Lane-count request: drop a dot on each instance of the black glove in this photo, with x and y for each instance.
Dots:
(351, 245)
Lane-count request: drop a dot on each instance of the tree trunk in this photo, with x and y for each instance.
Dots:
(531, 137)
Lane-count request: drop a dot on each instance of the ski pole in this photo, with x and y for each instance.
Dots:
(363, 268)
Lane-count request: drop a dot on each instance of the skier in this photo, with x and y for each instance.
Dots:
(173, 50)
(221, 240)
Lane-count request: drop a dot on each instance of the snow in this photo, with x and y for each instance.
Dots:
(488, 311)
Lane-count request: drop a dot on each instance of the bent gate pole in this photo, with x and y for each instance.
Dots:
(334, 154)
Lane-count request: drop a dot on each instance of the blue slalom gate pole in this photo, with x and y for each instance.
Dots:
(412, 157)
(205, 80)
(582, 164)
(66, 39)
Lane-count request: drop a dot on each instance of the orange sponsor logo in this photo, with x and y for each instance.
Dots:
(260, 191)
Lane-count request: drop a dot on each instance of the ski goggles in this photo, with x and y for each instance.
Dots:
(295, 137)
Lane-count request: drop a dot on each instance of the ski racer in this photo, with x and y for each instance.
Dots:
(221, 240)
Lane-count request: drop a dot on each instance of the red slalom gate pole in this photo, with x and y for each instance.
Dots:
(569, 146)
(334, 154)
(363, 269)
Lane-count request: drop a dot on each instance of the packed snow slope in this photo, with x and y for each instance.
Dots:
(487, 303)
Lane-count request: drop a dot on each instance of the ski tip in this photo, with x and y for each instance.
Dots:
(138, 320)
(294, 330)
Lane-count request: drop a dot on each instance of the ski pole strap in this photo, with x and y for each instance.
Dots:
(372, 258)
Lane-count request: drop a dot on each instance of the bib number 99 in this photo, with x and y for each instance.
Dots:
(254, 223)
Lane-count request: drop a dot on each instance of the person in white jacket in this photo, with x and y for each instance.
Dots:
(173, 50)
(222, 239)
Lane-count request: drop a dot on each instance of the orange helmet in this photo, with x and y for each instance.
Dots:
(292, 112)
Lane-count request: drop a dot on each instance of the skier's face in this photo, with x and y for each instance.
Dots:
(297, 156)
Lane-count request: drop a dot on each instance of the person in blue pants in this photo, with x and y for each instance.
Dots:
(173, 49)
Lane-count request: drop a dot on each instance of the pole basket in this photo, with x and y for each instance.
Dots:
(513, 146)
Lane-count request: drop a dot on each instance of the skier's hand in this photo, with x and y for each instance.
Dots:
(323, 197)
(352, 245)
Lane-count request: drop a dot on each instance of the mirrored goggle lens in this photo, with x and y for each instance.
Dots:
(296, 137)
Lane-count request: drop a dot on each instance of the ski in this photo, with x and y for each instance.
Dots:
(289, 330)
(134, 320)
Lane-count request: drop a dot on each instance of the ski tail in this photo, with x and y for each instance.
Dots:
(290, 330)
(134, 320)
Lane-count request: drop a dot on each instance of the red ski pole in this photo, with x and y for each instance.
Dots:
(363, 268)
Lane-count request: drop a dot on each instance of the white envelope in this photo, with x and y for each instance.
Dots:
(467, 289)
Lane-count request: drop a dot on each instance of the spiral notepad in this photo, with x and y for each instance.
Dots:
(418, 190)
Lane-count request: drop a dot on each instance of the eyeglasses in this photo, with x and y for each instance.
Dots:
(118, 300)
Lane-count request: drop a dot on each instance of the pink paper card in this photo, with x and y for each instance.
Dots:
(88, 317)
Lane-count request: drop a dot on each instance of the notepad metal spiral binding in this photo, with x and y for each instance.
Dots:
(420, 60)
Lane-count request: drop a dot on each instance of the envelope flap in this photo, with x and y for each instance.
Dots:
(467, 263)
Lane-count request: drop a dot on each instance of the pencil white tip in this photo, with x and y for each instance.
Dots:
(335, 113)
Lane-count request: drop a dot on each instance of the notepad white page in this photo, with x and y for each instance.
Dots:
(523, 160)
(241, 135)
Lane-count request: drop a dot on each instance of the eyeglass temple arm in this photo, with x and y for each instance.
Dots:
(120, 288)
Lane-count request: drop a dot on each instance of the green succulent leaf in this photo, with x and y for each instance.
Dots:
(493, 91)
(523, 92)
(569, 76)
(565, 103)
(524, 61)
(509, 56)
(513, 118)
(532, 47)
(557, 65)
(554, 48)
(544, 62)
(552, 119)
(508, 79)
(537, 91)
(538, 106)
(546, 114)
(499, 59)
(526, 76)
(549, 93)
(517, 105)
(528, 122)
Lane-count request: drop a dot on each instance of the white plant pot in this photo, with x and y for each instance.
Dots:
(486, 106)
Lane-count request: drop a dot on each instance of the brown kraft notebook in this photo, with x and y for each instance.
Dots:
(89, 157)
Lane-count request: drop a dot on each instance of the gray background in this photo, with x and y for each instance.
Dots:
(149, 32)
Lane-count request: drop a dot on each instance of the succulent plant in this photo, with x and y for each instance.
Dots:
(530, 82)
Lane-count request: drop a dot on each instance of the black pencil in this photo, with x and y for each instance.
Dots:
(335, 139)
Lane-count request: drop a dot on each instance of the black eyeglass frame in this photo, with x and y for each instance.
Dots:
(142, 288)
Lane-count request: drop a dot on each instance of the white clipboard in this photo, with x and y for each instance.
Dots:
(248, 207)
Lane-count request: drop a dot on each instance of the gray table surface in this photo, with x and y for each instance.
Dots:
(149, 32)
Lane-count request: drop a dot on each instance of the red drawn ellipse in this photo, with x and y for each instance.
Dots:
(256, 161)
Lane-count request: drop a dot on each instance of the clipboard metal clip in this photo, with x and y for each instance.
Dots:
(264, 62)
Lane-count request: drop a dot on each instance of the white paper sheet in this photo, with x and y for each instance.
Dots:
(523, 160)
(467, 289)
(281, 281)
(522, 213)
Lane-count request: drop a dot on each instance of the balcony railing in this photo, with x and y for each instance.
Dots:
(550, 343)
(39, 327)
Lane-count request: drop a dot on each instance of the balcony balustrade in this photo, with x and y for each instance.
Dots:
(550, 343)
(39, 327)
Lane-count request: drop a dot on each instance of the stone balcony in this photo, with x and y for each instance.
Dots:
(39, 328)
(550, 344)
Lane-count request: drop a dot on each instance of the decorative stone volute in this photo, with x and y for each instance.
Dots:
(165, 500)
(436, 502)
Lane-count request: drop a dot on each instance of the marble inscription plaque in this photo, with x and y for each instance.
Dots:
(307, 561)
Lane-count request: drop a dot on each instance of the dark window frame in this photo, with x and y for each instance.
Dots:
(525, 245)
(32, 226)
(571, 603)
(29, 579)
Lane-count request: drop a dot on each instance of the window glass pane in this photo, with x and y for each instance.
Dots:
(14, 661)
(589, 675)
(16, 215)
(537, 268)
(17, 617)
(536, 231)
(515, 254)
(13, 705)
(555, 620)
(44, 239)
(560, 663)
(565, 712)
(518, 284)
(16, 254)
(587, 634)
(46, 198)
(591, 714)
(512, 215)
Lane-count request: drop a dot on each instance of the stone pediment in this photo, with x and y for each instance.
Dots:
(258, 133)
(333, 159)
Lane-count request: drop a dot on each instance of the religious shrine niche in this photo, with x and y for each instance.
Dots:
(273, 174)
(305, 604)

Task prompt = In the entries above, find the line containing "the stone balcony". Set down that line and every line after it through the last one, exactly and alone.

Solution =
Lane-count request: drop a dot on each instance of the stone balcony in this photo, with x and y for each instance.
Dots:
(39, 328)
(550, 344)
Lane-count request: drop a dot on each instance of the decorative stone volute in this photo, with x and y for each instance.
Dots:
(165, 500)
(436, 502)
Lane-count request: drop a dot on each instance of the marble inscription plaque in this photo, with x and y for each instance.
Dots:
(307, 561)
Lane-count request: drop a dot on each instance of the dark window frame in this photo, with x and y for each instance.
Dots:
(525, 245)
(32, 226)
(571, 603)
(29, 579)
Lane-count request: drop a dot on each instance of the window glass pane in this photo, with x and y for each instance.
Dots:
(14, 661)
(589, 675)
(16, 215)
(537, 268)
(17, 617)
(536, 231)
(515, 254)
(13, 705)
(555, 620)
(44, 239)
(560, 663)
(565, 712)
(518, 284)
(16, 254)
(587, 634)
(46, 198)
(591, 714)
(512, 215)
Lane-count request: drop a dot on each instance of the stone pediment in this photo, with x and y for each instance.
Dots:
(258, 133)
(333, 159)
Lane-count request: drop a dot on each instance of the religious shrine niche in this photo, with x and y for each instance.
Dots:
(273, 174)
(305, 604)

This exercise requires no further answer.